Source excerpt —

============

Sensabaugh finding fulfillment in coaching

David Crockett coach Gerald Sensabaugh addresses his team after Friday’s game against Campbell County

David Crockett coach Gerald Sensabaugh addresses his team after Friday’s game against Campbell County

By Trey Williams

Gerald Sensabaugh reached the state semifinals while playing football at Dobyns-Bennett. He made a victory-preserving interception as a freshman when East Tennessee State beat No. 1 Georgia Southern and blocked an NCAA record three punts against Georgia Southern two years later.

After ETSU discontinued football following his junior season in 2003, Sensabaugh started for a North Carolina team that beat undefeated and fourth-ranked Miami via a field goal on the final play. And he started 60 games for the Dallas Cowboys as part of an eight-year NFL career.

But shortly after the first-year David Crockett head coach suffered his first career loss when a final-minute field goal attempt fell short to conclude a 37-35 setback to Campbell County, Sensabaugh said repeatedly that football’s never been more enjoyable than since the Pioneers hired him last winter.

“This is funner than playing,” Sensabaugh said with a big, convincing smile while his younger Pioneers were still shrugging off the agony of defeat. “Honestly, it’s funner than playing. I get to have the controller now.”

Sensabaugh said he feels most in control from the press box. He began the Campbell County game in the press box, excitedly relaying information to the sideline via headset like a video-game addict on the verge of triumph. During the pre-snap before Crockett quarterback Cade Larkins completed a long pass to John Kollie, Sensabaugh yelled that option should go for a touchdown – and it nearly did.

But after a “bust” came from a communication breakdown, he looked like he might use his NFL record 46-inch vertical leap to go from the press box to the sideline.

“I started in the box and then I came down to the field just to give the kids that presence,” Sensabaugh said. “I’ll experiment with it. I can see the game a little bit better from the top. It’s kind of hard to see from the sidelines. I have a lot of great coaches helping me out on the sideline.

“You can see the game really good from the top. During a game I can’t even call a timeout once I come back down there. You have to designate somebody.”

Crockett had to use all three of its timeouts to stop the clock and get the ball back against Campbell County during the endgame of a wildly entertaining contest. So with no timeouts and facing fourth-and-six from the Campbell County 26-yard line with 41.9 seconds left on a clock stopped for an incompletion, Sensabaugh had the first huge decision of his two-game career.

He elected to let Gio Ortiz attempt a 43-yard field goal – an understandable decision. Of course, going for the first down would’ve been hard to argue against, too.

“He’s kicked some 48- and 50-yarders in practice before,” Sensabaugh said. “We just wanted to give him a try. I don’t know, maybe we should’ve (gone for it).

“It was a tough call. He was right at his max. He’ll be good kicker for us.”

Still, some five minutes after the heartbreaking loss concluded, a smiling Sensabaugh was beaming with pride while commending his players’ effort against an older, well-coached team with a quality quarterback and capable receivers. Disappointment didn’t keep Crockett fans from giving the Pioneers an ovation immediately afterward.

============

Exercises —
1. According to the Sensabaugh article, how many games did Sensabaugh start for the Dallas Cowboys?
2. Return the stretch of the Sensabaugh article from "Gerald Sensabaugh reached" through "two years later.", copied word for word.
The data after this point is separate from the Sensabaugh article.

Dataset excerpt —
============

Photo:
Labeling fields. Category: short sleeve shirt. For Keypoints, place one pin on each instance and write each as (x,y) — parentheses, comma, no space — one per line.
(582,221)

============

Task-by-task answers —
1. 60 games.

2.
Gerald Sensabaugh reached the state semifinals while playing football at Dobyns-Bennett. He made a victory-preserving interception as a freshman when East Tennessee State beat No. 1 Georgia Southern and blocked an NCAA record three punts against Georgia Southern two years later.